→ **DOCUMENT SEGMENT**
-*-*-
Fiasco.OC performance issues

Thu Feb 7 21:38:03 CET 2013

On Wed Feb 06, 2013 at 11:27:51 +0100, Sebastian Sumpf wrote:
> On 01/29/2013 12:09 AM, Adam Lackorzynski wrote:
> > On Fri Jan 25, 2013 at 00:00:26 +0100, Sebastian Sumpf wrote:
> >> On 01/17/2013 11:31 PM, Adam Lackorzynski wrote:
> >>> On Thu Jan 17, 2013 at 17:03:36 +0100, Sebastian Sumpf wrote:
> >>>> I recently upgraded Fiasco.OC to SVN revision 42 and experience some
> >>>> pretty severe performance degradation compared to revision 40 on the
> >>>> Pandaboard (SMP). It seems that 'simga0' and the root task stall for 5
> >>>> to 10 seconds during boot up. I tracked the issue down to be caused by
> >>>> the initial mapping operations, especially our root task maps all the
> >>>> available memory during bootstrap. Within the kernel the
> >>>> 'Context::xcpu_tlb_flush' is called for each mapping. The function sends
> >>>> an IPI (to CPU1 which is idle) and then waits for an IPI in order to
> >>>> signal the end of the operation. The whole operation seems to have
> >>>> gotten slower compared to revision 40, but I could not find many
> >>>> differences in the IPI-handling code. Do you have any ideas or
> >>>> suggestions what could cause the delay (maybe scheduling changes) and
> >>>> how to fix it?
> >>>
> >>> I noticed a similar/same thing but hadn't time to investigate yet.
> >>
> >> Okay, I just wanted to make sure that the problem is not at our side nor
> >> at our usage pattern.
> >> Another thing I wonder is: Since you now have second level cache support
> >> for the PandaBoard, how do I map DMA memory to a client? The problem
> >> seems to be that sigma0 maps all memory as cached. So what we have been
> >> trying to do is this: When someone requests DMA memory we map the page
> >> as uncached and then call 'l4_cache_dma_coherent' afterwards. This
> >> doesn't seem to work out well for our drivers. The thing I think I could
> >> gather is that memory that is mapped cached (sigma0, roottask) and
> >> uncached (client) at the same time has an undefined behavior (I might be
> >> wrong here) on ARM. So, what is the protocol to implement this on
> >> Fiasco.OC/L4RE setups?
> > 
> > Indeed, having memory with different attributes must be avoided.
> > But it's also about accessing that memory. So for example for sigma0
> > this isn't a problem because sigma0 does not touch the memory itself.
> > Is your roottask accessing the memory, i.e. pulling it into caches?
-*-*-
→ **DATASET EXCERPTS**
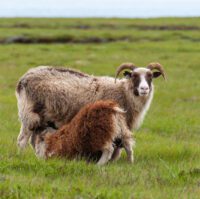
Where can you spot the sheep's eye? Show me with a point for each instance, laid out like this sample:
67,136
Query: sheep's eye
149,75
135,75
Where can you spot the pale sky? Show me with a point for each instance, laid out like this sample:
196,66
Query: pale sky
99,8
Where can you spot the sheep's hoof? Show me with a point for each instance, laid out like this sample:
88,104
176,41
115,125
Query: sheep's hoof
131,160
21,142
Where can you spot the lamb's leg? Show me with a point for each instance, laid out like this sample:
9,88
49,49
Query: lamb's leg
116,154
106,155
128,144
23,136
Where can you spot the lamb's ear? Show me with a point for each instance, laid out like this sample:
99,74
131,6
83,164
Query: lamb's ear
156,74
127,74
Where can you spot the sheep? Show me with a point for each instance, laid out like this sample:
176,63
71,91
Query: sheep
94,131
49,96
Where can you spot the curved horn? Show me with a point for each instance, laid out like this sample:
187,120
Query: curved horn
123,66
158,67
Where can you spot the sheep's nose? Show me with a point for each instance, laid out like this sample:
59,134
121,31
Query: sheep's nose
144,88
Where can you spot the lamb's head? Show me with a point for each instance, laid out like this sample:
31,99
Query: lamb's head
140,78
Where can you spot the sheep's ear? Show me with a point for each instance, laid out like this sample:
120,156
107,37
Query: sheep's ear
127,74
156,74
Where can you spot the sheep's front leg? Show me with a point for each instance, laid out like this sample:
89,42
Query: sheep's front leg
106,155
23,137
128,144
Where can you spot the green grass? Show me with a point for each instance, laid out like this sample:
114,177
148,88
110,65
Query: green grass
167,154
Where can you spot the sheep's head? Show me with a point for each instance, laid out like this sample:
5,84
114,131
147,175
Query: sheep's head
141,77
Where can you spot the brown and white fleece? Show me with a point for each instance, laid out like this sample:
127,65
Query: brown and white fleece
96,130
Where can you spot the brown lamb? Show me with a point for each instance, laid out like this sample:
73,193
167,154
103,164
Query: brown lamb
96,129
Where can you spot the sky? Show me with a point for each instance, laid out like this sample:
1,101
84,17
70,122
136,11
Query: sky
99,8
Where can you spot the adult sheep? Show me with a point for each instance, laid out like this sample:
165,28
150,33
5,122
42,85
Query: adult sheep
53,96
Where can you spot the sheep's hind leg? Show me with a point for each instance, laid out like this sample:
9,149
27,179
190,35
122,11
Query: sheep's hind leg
106,155
128,144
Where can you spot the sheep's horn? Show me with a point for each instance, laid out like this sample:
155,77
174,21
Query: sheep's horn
123,66
158,67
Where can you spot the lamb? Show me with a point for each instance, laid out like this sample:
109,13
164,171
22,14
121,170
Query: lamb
96,129
49,96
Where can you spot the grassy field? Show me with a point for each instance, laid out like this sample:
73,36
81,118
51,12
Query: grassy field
167,154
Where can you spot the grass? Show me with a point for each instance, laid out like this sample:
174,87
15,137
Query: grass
167,154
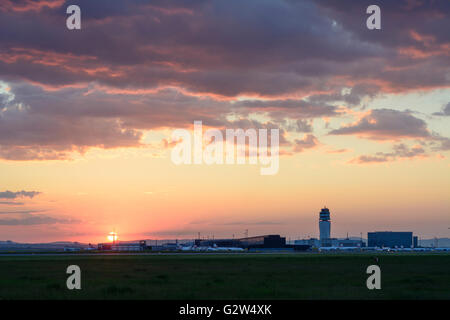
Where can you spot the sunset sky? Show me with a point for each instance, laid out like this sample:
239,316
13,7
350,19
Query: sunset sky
86,117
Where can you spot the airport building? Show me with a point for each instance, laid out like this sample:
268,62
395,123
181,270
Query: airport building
324,225
265,241
391,239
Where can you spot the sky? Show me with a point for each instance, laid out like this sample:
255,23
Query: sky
86,118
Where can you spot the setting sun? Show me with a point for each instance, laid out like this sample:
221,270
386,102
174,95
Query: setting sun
112,236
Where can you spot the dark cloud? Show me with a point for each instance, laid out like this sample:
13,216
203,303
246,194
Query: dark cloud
297,60
18,194
12,203
228,48
445,111
35,220
386,124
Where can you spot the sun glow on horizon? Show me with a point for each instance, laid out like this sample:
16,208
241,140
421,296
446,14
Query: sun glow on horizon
112,236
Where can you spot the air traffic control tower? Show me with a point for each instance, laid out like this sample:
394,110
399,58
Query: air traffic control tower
324,224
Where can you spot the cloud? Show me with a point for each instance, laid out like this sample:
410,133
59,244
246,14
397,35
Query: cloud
307,142
147,66
400,151
35,220
12,203
445,111
303,126
386,124
18,194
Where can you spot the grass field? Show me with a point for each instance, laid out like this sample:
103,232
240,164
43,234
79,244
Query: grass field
235,276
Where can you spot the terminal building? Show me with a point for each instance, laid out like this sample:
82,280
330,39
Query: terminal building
325,239
391,239
265,241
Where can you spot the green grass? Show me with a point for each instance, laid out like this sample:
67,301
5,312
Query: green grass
235,276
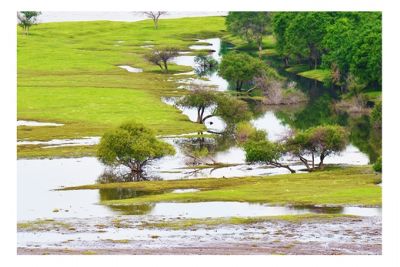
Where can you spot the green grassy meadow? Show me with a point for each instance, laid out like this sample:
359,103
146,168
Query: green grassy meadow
67,73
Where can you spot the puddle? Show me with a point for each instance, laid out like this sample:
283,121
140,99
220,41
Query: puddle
86,141
243,209
130,69
215,124
37,123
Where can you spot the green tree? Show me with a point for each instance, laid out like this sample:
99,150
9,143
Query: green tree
161,57
132,145
155,16
266,152
200,98
26,19
305,33
240,68
229,108
376,115
250,26
320,141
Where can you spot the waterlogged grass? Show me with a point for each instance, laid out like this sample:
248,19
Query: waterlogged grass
318,74
68,73
44,225
336,185
211,223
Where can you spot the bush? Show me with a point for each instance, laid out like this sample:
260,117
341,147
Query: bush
131,145
378,165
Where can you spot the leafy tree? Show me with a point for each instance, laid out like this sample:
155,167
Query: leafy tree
205,65
250,26
264,151
161,57
132,145
26,19
378,165
240,68
376,115
200,98
229,108
280,22
320,141
305,33
155,16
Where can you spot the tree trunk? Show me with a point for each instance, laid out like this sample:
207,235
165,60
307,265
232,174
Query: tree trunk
304,160
166,66
321,163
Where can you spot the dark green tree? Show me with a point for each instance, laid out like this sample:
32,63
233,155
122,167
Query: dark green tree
26,19
250,26
132,145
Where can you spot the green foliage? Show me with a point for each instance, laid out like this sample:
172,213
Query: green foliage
344,42
26,19
320,141
376,115
229,108
205,65
263,151
240,68
131,145
250,26
378,165
161,56
246,131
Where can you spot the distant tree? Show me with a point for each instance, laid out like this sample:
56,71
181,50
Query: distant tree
250,26
155,16
26,19
201,98
229,108
304,35
161,57
240,68
132,145
378,165
205,65
264,151
376,115
320,141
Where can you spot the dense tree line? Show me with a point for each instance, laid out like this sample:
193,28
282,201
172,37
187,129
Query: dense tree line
348,43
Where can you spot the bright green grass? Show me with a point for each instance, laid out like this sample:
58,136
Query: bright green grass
214,222
67,73
336,185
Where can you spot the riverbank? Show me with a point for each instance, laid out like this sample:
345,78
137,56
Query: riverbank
75,79
125,235
338,186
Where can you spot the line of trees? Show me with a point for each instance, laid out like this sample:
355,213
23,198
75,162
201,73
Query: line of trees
347,43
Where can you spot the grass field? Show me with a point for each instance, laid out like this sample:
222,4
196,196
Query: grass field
337,185
68,73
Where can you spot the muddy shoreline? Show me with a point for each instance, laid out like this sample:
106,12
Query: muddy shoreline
106,236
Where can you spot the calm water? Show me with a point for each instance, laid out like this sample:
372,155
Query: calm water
37,178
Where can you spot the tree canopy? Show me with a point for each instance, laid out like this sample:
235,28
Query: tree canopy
26,19
161,56
240,68
348,43
320,141
131,145
250,26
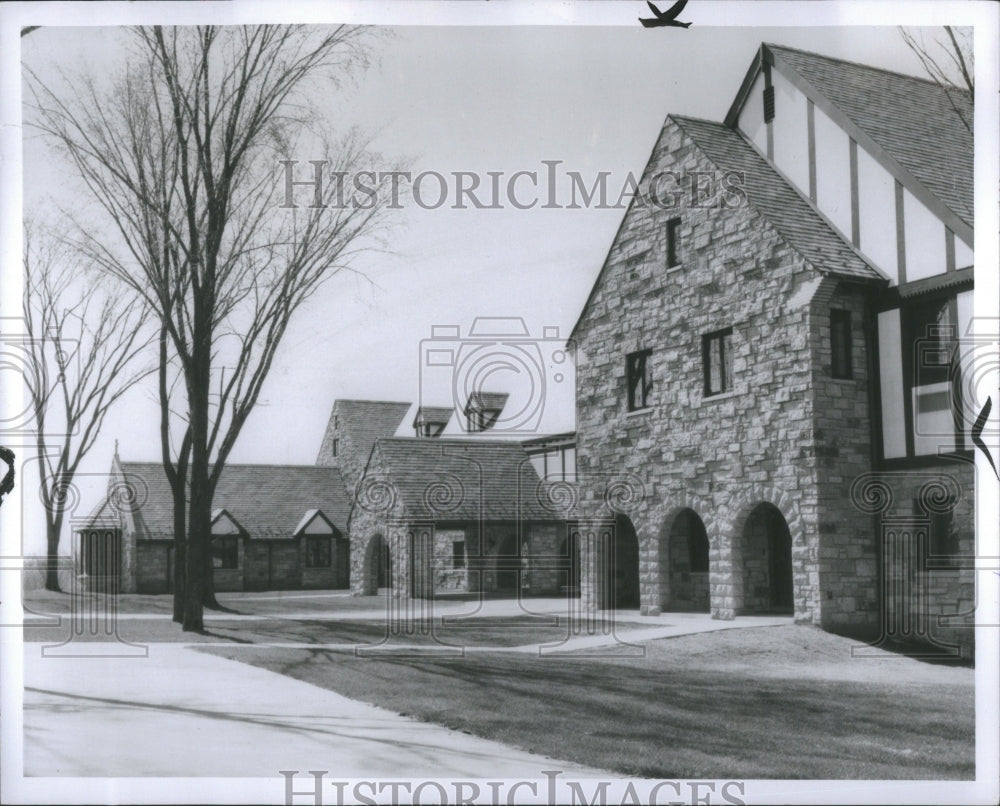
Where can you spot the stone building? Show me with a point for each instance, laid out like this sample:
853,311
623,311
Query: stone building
769,353
274,527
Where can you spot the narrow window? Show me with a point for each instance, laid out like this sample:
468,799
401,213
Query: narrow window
768,104
673,228
640,382
225,552
317,552
717,357
840,344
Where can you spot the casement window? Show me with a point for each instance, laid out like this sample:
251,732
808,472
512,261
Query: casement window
673,246
317,552
841,344
225,552
639,378
458,554
919,376
717,358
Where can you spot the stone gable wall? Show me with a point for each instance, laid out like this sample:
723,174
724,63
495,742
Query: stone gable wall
724,455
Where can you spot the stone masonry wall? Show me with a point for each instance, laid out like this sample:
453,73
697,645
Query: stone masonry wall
846,563
720,456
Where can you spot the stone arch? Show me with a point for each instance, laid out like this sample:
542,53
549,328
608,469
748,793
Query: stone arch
-*-*-
→ **TASK DETAILS**
In the Fiasco.OC thread above, which kernel function is called for each mapping?

→ **SOLUTION FOR THIS TASK**
'Context::xcpu_tlb_flush'